### [EXERCISES TO COMPLETE]
(1) Which people are named by name in the Tokyo travel journal below? List every one.
(2) Can you copy a passage from the Tokyo travel journal below word for word, starting at "Tokyo city-park sleeping" and ending at "homemade or otherwise."?

### [QUOTED PASSAGE]
- - - - -
Other Tokyo observations/activities: 1) in a park, we saw a purple tank-top and spandex clad jogger who was defiantly flicking off both traffic and pedestrians as he pranced across intersections and trails ; very "New York" 2) a trip to the top of the Asahi (at one point my favorite Japanese beer; now it's changed to Sapporo) corporate headquarters, where the view made it clear exactly how obscenely huge Tokyo really is; it's like New York or Philadelphia, but it seems as though some magician has performed a mirror illusion with the downtown, making it extend for eternity 3) A visit to the well known electronics district 4) an aggressively-marketing rickshaw driver whom James accused of being cute, after the driver bounced around and generally hammed it up in attempts to get Keiko, James and I to take the purportedly best tour of a certain Tokyo neighborhood 5) yet another SFT (supposedly famous temple) 6) lunch, somewhere:7) sore shoulders from having my big black blob of a bag strapped to them during the sightseeing 8) I got to practice my Japanese on someone, telling the first of what would turn out to be a number of girls that she was cute (me: "Anata wa kawaii des!" girl: "tee-hee")

parksleeper

Tokyo city-park sleeping man

Anyway, Keiko, James and I ate dinner, and pub-trans-ed our way to Keiko's house in a Tokyo suburb. There, I ate various hors d'ouvres and drank a sizable amount of beer and sake, getting somewhat toasted with Keiko's brother, Masao. James and I slept until 11 the next morning, toured Masao's college where he does some sort of mechanical engineering with wheelchair prototypes, and ate lunch at another conveyor belt sushi joint ; I polished off about $20 of sushi; I went hardcore. By the time we were mobilized and fed it was time to go back to Tokyo station, and Shinkansen our way back to Maibara station in Kyoto. Our hosts were kind, hospitable and loads of fun ; I got to party with Masao, chat with Keiko, and was variously treated to food, homemade or otherwise.

Tokyo has perhaps a higher percentage of pretty girls than Kyoto. It's funny how it seems that all Japanese girls are hot. But I'm quite sure that in actuality more Japanese girls are hot than American girls. Might I be turning into an asiophilic pervert like Kerry? Better sign up on the JET program:Here on the return trip by bullet train, I notice the car to be full of smoking, chattering businessmen, the rail to be rougher, and the air hotter. Gonna be a long ride. But I was glad to go to Tokyo; not so much for the sights but for the company. Sight-seeing is a bit overrated, I think. The frantic wide-eyed scramble to suck in culture like a Hoover is often counterproductive ; the sucking is usually better accomplished through relaxed social activity. I don't know what happens when one travels a country alone. Maybe you explode. But seriously though, American women are ugly. This is a problem.

asahibuilding

Asahi corporate headquarters

7/28 8:38pm - We woke up later than we should have today, at 9am. Our plans were to watch the Toriningen (Birdman) competition in Hikone (a nearby city of a size roughly midway between Kora and Kyoto), which was to run from 6am to noon. As it turned out, uncooperative wind direction prevented the launching of any planes until much later in the afternoon. The Toriningen competition, by the way, is a contest between teams of engineering students to see who can fly the furthest out over lake Biwa in a glider. The fun part is watching 60% of the planes simply fall off the 50-foot platform into the lake. Some of them fly, though, and surprisingly long and far at that. A plane is launched, flies/drops for between 1 second and maybe a minute, and then the next plane takes about half hour to launch. So it's an exercise in delayed gratification.
- - - - -
### [SUPPLIED MATERIAL]
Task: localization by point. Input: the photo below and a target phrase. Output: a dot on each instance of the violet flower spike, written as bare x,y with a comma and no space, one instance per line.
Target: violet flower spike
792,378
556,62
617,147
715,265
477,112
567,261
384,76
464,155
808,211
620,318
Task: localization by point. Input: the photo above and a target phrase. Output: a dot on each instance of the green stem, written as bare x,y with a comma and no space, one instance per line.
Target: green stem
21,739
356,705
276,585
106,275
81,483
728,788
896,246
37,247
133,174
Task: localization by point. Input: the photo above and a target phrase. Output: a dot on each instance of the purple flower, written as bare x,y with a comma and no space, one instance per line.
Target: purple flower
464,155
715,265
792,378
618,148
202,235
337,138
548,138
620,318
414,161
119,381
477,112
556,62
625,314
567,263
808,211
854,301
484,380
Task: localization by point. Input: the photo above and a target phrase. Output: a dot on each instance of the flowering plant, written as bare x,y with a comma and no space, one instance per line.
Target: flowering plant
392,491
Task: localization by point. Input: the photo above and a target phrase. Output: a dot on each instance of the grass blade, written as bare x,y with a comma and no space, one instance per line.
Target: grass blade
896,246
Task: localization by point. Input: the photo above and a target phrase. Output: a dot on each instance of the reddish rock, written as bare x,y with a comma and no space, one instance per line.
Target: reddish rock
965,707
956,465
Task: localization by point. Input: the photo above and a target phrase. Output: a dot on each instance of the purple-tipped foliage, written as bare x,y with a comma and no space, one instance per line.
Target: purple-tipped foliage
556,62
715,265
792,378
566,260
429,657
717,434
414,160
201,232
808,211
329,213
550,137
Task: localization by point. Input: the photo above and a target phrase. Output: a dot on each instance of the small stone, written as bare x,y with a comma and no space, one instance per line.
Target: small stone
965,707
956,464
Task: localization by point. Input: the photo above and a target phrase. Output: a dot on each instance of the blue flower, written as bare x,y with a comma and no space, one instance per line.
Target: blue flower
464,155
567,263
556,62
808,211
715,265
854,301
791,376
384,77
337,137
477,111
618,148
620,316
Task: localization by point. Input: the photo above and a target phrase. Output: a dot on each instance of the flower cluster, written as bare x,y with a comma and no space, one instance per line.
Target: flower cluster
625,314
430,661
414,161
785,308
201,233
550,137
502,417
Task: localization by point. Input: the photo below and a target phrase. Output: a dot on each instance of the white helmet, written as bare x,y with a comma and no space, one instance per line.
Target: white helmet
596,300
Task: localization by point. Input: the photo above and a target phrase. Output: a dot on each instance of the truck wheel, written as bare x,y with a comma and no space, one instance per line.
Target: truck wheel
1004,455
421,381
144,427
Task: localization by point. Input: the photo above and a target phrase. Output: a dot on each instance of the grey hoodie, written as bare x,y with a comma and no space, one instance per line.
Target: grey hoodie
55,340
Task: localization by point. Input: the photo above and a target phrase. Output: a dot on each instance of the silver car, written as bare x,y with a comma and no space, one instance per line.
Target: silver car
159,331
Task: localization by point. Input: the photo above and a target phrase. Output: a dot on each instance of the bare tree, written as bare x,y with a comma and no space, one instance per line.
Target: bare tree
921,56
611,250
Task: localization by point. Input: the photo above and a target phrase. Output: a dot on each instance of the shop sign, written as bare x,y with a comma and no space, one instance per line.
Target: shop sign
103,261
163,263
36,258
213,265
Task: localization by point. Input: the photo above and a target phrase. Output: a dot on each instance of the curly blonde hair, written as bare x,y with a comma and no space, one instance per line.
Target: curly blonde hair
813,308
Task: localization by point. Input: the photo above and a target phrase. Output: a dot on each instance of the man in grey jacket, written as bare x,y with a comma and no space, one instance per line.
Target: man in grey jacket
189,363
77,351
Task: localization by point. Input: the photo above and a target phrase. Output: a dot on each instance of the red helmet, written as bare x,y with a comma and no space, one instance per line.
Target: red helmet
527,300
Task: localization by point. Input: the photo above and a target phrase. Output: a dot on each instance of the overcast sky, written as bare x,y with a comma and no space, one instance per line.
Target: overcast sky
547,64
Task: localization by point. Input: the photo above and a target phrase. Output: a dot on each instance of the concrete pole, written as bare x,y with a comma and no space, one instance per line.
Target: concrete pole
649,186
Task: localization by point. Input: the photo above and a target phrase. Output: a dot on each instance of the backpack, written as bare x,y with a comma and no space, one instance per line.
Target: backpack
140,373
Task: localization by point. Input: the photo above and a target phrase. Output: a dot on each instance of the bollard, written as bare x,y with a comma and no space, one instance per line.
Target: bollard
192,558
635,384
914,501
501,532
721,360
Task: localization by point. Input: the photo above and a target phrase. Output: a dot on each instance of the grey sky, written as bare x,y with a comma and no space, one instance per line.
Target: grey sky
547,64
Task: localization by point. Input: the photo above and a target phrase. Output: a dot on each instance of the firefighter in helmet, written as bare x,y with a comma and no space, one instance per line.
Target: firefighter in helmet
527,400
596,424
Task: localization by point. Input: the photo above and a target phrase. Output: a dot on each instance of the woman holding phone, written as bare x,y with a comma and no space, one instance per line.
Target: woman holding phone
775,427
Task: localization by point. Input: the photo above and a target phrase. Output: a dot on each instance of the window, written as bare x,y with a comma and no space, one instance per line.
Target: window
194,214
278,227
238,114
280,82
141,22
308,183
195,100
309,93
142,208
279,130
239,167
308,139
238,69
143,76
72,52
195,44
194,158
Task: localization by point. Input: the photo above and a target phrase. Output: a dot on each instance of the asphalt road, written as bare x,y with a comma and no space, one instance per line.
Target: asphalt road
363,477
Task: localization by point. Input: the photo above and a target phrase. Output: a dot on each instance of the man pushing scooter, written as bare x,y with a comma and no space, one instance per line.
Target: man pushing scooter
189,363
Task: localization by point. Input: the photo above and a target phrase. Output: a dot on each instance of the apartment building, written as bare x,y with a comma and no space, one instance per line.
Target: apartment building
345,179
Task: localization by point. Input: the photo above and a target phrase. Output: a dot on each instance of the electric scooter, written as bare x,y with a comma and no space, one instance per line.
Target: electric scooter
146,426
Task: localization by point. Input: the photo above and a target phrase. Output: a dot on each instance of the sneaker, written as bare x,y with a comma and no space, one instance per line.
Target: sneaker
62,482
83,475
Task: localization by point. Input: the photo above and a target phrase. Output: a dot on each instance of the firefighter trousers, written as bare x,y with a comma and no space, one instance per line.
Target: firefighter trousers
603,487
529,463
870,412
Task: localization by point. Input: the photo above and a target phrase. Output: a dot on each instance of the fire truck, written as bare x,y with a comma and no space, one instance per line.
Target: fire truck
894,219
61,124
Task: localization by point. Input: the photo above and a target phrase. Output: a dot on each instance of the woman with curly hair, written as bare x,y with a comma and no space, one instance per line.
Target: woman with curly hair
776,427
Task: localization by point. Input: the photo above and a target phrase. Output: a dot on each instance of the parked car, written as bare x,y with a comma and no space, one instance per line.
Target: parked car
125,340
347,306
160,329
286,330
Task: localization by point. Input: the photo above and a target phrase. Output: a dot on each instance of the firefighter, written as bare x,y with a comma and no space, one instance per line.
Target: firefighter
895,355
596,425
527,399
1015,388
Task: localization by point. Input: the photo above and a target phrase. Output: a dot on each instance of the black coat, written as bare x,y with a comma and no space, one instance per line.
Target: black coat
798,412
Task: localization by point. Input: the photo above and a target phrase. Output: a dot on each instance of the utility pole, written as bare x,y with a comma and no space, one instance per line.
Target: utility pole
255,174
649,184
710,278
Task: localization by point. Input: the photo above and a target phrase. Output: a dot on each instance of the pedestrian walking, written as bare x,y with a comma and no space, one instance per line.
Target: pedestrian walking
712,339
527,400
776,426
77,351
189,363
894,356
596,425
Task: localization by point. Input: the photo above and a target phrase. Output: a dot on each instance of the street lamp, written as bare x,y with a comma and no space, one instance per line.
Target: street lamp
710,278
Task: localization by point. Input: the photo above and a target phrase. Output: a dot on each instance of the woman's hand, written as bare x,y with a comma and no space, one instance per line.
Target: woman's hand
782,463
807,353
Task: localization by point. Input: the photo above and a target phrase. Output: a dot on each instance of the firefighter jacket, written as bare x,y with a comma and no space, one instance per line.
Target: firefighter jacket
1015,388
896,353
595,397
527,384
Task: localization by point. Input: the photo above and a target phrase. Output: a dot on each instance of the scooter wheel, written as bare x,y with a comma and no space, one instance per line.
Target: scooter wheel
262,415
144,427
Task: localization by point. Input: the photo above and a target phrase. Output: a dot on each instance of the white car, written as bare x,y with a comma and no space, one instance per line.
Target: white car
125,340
- - - - -
### [TASK RESPONSES]
(1) Keiko, James, Masao, Kerry

(2)
Tokyo city-park sleeping man

Anyway, Keiko, James and I ate dinner, and pub-trans-ed our way to Keiko's house in a Tokyo suburb. There, I ate various hors d'ouvres and drank a sizable amount of beer and sake, getting somewhat toasted with Keiko's brother, Masao. James and I slept until 11 the next morning, toured Masao's college where he does some sort of mechanical engineering with wheelchair prototypes, and ate lunch at another conveyor belt sushi joint ; I polished off about $20 of sushi; I went hardcore. By the time we were mobilized and fed it was time to go back to Tokyo station, and Shinkansen our way back to Maibara station in Kyoto. Our hosts were kind, hospitable and loads of fun ; I got to party with Masao, chat with Keiko, and was variously treated to food, homemade or otherwise.